(Data extract begins)

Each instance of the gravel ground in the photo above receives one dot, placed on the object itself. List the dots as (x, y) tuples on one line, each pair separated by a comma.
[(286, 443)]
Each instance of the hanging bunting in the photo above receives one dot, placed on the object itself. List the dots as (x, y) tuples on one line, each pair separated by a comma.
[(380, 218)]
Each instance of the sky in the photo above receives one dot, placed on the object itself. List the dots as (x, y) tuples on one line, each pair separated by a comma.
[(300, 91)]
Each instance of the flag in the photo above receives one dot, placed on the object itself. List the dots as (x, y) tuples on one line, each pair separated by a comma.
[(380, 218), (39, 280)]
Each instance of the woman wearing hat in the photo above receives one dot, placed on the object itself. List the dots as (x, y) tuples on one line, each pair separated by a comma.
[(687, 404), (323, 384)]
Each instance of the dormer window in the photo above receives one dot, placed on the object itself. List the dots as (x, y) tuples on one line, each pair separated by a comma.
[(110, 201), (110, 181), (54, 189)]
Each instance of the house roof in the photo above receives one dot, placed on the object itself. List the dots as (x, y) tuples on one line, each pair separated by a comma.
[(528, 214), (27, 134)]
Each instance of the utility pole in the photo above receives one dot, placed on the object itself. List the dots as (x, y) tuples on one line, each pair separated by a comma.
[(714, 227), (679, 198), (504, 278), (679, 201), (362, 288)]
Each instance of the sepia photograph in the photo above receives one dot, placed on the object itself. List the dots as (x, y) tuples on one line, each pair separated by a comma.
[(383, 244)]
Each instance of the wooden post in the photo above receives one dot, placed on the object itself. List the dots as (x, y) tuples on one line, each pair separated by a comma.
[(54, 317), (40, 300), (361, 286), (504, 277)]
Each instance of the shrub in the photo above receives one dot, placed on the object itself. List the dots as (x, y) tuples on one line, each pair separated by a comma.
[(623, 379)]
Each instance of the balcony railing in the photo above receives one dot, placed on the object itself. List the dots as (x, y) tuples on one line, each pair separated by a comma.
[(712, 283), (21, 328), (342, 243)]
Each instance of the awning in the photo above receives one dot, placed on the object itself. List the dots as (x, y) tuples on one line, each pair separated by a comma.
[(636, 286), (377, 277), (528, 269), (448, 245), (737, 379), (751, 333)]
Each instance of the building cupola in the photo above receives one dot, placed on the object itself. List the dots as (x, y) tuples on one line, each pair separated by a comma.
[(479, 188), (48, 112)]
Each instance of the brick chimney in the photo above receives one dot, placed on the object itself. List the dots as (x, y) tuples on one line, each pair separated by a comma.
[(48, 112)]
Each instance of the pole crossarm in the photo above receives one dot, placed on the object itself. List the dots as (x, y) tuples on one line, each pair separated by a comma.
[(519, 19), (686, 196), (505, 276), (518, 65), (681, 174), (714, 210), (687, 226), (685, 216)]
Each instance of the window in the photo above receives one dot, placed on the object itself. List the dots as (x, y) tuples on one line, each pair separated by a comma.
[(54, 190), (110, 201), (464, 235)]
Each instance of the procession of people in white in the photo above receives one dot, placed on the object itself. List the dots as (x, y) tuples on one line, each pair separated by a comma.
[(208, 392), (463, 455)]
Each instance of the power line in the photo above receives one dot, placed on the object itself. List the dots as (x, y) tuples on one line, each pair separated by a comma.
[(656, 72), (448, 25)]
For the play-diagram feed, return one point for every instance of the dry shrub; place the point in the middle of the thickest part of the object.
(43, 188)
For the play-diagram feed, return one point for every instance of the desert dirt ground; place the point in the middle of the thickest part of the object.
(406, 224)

(Data extract ends)

▸ What to do:
Write out every line of the records exactly.

▸ Response area:
Each instance of the gravel ground in the photo above receives one dot, placed on the object itself. List the dots as (x, y) tuples on one line, each pair separated by a comma.
[(286, 443)]
Each instance of the hanging bunting in the photo above receives one dot, placed on the object itself. List the dots as (x, y) tuples on one line, each pair separated by a comma.
[(380, 218)]
Each instance of the sky in the photo above receives one dot, placed on the object itself. List the dots as (x, y) tuples on one line, each pair separated by a comma.
[(300, 91)]
Each instance of the flag in the photo above receives one dot, placed on the object itself. List the dots as (x, y) tuples on one line, each pair separated by a comma.
[(380, 218), (39, 280)]
Each instance of the woman wearing hat in the photo above receives one dot, placed on the object itself. List the dots as (x, y) tuples on one line, each pair separated by a comma.
[(687, 404), (323, 384)]
Each instance of the dormer window in the photo above receives one dot, placed on the object itself. List the dots as (x, y) tuples on one line, each pair separated by a comma.
[(110, 201), (110, 181), (54, 189)]
Each instance of the house roof in the photo above receives one dot, placed on the object itself. List the dots as (x, y) tuples on one line, each pair separated by a comma.
[(528, 214), (27, 134)]
Each instance of the utility pole in the photo above receives one dot, placed on the object itself. List the dots as (x, y) tuples on one line, each pair separated by a comma.
[(714, 227), (679, 198), (504, 278), (679, 201), (362, 288)]
Each instance of the sepia photograph in the photo above receives one dot, placed on the object itself. List the dots as (x, y) tuples on one line, each pair separated by a comma.
[(383, 244)]
Each instance of the wooden post in the photo above receives one dot, placed on the object itself. List the dots as (x, y) tuples on one line, each pair separated by a comma.
[(54, 317), (40, 300), (361, 286), (504, 277)]
Each instance of the shrub in the photo above receives one dot, placed on the object itself. List the dots as (x, y) tuples on one line, each pair separated by a comma.
[(623, 379)]
Each instance of the balcony railing in the photo above receives one dot, placed on the object itself. List the dots as (x, y) tuples on one line, each pair separated by a comma.
[(712, 283), (21, 328), (342, 243)]
Each instance of the awning in the photo above receives one dot, placed on the object itself. List the dots as (x, y) tuples on one line, each pair separated by a comma.
[(636, 286), (377, 277), (528, 269), (448, 245), (737, 379), (751, 333)]
Each instance of the building cupola in the photo above receives one dot, placed on the object itself. List the dots as (x, y) tuples on one line, each pair separated by a comma.
[(479, 188), (48, 112)]
Each instance of the brick chimney in the photo above receives one dot, placed on the object itself. List the dots as (x, y) tuples on one line, each pair separated by a comma.
[(48, 112)]
Each instance of the pole crossarm in the photo above receives one dot, placed on the object itself. List the dots as (x, y) tuples on one line, each pair separated by a comma.
[(519, 19), (686, 196), (505, 276), (518, 65), (681, 174), (714, 210), (687, 226), (685, 216)]
Each instance of the window in the photo above receives one dot, placed on the object itself. List the dots as (x, y) tuples on one line, each pair separated by a comma.
[(54, 190), (110, 201), (464, 235)]
Each instance of the procession of people in white in the photo above receives one dot, placed on the object itself. List the dots as (x, y) tuples on one line, each pair separated by a comma.
[(208, 392), (463, 455)]
Each instance of the power line in the photo above receives one dot, placed on the object itself. List the dots as (x, y) tuples on one line, each pair separated by a comma.
[(656, 72), (448, 25)]
For the play-diagram feed, return one point for every instance of the dry shrub; place the point in the middle of the thickest part of the object.
(43, 188)
For the play-diagram feed, return one point for every instance of the desert dirt ground; place the point in the middle of the thickest part of the object.
(406, 224)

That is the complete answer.